PAGE EXTRACT.
Twelve cognitive capabilities. Twelve distinct failure signals. One watcher that can fix them.

Why this exists

When a standard AI system fails, you get one error : the model hallucinated / was biased / repeated itself. You cannot tell which cognitive capability actually broke, and fixing it usually means re-prompting and hoping.

Etz Chaim AI splits cognition into 12 explicit modules — each with its own tests, tunable parameters, and persistent state. A built-in watcher monitors these modules and can detect drift, name it, and apply corrections.

What is in v0.1.0

Component Role Tests
bridge/ loads the 1696-item specification corpus into code 16
mazalengine/ watcher + rectifier (observe / suggest / act) 25
partzufim/ 4 composition layers + persistent learning trace 150+
sifrei_yesod/ primary-source specification corpus (YAML) 10+

Start here

  • Getting started — install and run your first self-rectification cycle.

TASKS TO COMPLETE.
**A)** Decide whether each of these statements agrees with the Etz Chaim AI overview. Answer yes or no for each, and quote the deciding words from the overview.
(i) Etz Chaim AI splits cognition into 12 explicit modules.
(ii) The built-in watcher can detect drift but cannot apply corrections.
(iii) The specification corpus in sifrei_yesod/ is written in JSON.
**B)** Please print the passage of the Etz Chaim AI overview starting at "Twelve cognitive capabilities." and ending at "and apply corrections.", word for word.
**C)** Proceed with the Etz Chaim AI overview from the point where it stops.

EXCERPTED DATA.
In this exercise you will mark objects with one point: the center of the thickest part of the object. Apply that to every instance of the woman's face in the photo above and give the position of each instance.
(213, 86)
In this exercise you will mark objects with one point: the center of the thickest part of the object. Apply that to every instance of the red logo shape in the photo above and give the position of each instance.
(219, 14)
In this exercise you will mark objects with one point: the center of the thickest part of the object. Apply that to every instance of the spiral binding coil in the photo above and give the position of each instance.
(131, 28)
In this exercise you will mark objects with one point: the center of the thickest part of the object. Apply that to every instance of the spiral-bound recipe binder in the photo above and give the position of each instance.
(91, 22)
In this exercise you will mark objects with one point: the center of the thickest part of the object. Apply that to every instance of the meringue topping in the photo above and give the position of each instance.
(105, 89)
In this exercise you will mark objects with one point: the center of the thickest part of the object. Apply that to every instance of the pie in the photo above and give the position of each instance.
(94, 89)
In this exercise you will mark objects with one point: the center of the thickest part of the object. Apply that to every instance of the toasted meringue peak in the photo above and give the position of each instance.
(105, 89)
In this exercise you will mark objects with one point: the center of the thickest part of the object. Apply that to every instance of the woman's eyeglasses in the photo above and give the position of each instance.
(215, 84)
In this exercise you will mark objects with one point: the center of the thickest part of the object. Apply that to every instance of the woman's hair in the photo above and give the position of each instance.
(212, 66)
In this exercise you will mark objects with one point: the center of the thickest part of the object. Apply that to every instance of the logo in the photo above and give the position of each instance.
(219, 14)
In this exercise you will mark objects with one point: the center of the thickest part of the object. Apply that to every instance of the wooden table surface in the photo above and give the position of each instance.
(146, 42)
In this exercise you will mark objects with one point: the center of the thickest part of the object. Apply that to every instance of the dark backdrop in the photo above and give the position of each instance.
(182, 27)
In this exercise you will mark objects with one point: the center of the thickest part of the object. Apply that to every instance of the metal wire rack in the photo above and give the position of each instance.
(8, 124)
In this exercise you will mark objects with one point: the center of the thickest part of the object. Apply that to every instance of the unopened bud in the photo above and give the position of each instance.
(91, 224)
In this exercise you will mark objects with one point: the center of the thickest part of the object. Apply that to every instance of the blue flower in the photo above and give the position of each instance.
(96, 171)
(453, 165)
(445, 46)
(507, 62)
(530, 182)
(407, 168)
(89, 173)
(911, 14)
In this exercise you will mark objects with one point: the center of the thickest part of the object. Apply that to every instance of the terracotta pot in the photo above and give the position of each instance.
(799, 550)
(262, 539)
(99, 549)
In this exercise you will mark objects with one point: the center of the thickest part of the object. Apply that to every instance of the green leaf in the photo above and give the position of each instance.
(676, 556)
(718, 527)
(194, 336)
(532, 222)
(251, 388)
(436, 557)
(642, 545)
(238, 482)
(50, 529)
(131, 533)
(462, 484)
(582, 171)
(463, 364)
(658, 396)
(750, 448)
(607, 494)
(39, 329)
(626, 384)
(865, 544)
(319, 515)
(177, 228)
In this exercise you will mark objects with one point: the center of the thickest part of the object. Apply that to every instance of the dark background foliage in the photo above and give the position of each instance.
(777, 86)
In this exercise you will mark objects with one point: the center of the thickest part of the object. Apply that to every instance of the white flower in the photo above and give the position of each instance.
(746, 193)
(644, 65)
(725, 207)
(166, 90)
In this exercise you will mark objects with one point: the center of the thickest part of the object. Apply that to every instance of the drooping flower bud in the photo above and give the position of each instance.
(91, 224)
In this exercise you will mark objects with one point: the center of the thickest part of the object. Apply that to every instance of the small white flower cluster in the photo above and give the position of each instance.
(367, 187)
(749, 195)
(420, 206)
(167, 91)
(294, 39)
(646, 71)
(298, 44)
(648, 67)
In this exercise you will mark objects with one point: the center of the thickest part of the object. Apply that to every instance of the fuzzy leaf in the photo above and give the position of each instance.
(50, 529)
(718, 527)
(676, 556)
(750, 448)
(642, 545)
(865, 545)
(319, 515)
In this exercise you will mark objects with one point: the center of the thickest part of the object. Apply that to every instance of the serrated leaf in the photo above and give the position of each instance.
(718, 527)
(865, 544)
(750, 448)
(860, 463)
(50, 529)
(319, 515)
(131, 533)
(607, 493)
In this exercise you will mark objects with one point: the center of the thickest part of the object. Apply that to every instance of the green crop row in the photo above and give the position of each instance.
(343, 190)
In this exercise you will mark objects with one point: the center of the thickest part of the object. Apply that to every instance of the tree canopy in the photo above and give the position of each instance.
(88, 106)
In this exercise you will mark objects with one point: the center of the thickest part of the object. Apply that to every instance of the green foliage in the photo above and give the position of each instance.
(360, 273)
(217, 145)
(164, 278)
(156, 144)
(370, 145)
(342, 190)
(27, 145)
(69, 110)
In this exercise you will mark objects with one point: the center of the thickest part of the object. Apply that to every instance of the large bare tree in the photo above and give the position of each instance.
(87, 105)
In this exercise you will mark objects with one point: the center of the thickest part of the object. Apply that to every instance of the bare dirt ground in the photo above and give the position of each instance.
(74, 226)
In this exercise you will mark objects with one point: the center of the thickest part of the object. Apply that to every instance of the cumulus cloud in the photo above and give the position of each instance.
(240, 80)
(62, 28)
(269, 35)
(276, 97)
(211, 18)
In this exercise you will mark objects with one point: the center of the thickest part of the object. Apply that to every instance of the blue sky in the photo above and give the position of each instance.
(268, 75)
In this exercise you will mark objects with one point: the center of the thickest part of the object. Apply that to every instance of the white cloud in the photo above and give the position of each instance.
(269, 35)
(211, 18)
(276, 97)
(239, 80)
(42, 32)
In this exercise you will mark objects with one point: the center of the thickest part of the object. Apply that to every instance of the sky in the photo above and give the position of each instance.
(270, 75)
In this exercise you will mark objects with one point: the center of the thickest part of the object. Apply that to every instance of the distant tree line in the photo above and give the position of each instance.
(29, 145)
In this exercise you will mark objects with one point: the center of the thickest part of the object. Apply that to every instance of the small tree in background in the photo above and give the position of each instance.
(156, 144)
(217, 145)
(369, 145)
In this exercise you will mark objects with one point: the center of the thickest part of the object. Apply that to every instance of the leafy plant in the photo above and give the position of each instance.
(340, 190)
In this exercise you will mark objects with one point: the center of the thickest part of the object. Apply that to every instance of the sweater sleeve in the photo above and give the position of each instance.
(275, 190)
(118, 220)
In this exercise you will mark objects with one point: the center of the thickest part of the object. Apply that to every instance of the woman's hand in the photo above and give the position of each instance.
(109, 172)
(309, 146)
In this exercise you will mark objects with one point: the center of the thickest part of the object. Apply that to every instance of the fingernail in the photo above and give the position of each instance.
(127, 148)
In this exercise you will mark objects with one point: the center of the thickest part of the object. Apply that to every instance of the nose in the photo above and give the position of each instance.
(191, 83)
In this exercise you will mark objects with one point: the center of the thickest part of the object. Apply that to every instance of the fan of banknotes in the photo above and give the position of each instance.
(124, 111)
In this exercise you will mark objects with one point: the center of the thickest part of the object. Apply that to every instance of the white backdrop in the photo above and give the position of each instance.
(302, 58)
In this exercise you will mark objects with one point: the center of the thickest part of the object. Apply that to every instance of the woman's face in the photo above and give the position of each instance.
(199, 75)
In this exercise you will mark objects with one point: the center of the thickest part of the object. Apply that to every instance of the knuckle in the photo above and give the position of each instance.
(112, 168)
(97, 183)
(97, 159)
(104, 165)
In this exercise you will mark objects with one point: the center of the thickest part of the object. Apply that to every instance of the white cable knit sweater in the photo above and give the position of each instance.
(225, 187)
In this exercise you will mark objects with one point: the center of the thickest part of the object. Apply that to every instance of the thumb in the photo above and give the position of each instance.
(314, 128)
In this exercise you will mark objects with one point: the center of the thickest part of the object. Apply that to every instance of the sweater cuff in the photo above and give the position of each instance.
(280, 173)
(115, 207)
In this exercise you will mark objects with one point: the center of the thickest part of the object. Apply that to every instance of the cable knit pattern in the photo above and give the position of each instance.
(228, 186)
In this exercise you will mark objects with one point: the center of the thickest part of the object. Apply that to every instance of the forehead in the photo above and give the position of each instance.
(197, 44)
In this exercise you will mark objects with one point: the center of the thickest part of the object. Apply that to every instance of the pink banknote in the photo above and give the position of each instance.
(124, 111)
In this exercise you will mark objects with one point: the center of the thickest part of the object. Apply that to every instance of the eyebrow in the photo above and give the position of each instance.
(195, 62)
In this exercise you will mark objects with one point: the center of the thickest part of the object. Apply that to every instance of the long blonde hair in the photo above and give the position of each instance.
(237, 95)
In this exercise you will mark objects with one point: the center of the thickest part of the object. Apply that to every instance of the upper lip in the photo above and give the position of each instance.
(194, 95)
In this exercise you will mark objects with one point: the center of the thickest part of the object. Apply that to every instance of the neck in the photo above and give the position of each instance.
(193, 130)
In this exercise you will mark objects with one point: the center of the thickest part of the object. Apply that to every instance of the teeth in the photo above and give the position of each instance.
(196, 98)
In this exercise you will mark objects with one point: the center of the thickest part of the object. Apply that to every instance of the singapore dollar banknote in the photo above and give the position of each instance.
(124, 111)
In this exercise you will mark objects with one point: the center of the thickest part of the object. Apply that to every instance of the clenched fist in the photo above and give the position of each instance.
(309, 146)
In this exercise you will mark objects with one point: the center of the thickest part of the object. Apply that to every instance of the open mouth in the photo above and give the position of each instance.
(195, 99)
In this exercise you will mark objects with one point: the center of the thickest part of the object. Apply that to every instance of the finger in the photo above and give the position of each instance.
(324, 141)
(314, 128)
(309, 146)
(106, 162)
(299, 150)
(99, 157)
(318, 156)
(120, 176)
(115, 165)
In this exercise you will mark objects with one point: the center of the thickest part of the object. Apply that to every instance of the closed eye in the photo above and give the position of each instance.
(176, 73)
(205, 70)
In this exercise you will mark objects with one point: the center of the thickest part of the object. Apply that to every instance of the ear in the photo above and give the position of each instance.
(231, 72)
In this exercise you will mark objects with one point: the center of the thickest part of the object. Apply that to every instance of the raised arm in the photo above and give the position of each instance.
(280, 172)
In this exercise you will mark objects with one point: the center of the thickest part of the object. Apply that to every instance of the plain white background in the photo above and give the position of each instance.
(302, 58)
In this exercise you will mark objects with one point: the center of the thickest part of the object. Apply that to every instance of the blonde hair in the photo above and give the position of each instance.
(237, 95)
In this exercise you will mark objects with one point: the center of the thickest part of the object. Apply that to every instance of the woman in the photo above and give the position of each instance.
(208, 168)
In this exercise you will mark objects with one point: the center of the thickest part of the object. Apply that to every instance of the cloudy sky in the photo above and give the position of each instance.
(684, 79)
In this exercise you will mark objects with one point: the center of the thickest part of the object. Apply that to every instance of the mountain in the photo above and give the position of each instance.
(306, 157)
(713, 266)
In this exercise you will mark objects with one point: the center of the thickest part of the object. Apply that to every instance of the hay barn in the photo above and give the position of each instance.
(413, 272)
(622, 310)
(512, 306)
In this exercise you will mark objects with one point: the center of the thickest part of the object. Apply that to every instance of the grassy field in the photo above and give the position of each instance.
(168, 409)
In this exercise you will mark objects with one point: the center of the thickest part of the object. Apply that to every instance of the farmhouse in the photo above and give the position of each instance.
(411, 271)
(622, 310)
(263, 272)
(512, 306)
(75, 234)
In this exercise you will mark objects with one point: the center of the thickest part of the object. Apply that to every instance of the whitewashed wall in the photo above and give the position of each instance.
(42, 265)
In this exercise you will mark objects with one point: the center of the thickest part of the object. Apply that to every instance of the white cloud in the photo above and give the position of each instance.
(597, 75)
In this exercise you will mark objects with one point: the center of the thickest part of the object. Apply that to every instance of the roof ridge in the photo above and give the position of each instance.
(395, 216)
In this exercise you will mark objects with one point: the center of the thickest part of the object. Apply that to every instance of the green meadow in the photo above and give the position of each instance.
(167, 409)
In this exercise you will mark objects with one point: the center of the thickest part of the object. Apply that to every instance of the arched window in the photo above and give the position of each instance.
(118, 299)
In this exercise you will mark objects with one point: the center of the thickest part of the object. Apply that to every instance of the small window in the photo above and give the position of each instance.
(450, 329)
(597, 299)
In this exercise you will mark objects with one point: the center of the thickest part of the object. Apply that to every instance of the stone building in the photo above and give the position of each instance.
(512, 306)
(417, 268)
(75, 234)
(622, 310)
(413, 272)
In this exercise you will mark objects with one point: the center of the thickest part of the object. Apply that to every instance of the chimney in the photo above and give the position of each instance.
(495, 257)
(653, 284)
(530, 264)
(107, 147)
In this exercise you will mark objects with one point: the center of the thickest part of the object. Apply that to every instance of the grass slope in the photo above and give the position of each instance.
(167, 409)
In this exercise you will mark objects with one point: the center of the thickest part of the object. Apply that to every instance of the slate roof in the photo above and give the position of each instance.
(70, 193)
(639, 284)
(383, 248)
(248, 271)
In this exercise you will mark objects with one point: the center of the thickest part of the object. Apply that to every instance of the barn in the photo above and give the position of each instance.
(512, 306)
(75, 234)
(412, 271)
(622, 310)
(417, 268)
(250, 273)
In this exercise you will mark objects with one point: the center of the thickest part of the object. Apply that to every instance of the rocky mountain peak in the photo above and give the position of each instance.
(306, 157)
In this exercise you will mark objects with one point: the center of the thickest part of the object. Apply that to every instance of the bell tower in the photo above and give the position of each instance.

ANSWERS FOR THIS EXERCISE.
**A)**
(i) Yes: "Etz Chaim AI splits cognition into 12 explicit modules"
(ii) No: "can detect drift, name it, and apply corrections"
(iii) No: "primary-source specification corpus (YAML)"

**B)**
Twelve cognitive capabilities. Twelve distinct failure signals. One watcher that can fix them.

Why this exists

When a standard AI system fails, you get one error : the model hallucinated / was biased / repeated itself. You cannot tell which cognitive capability actually broke, and fixing it usually means re-prompting and hoping.

Etz Chaim AI splits cognition into 12 explicit modules — each with its own tests, tunable parameters, and persistent state. A built-in watcher monitors these modules and can detect drift, name it, and apply corrections.

**C)**
  • Architecture — how the pieces fit together.
  • Origin — why these 12 modules and not another set.

Project scope

This project is :

  • An AI architecture with capability-level failure diagnostics.
  • A set of small autonomous Python modules (~500 LoC each), each adding one cognitive capability.
  • A corpus of primary sources transposed with philological care and epistemic labeling (E1–E6).

This project is not :

  • A generic framework for orchestrating arbitrary LLM agents.
  • A trained model (we call Claude / Ollama / OpenAI under the hood).
  • A general-purpose reference for Kabbalistic studies.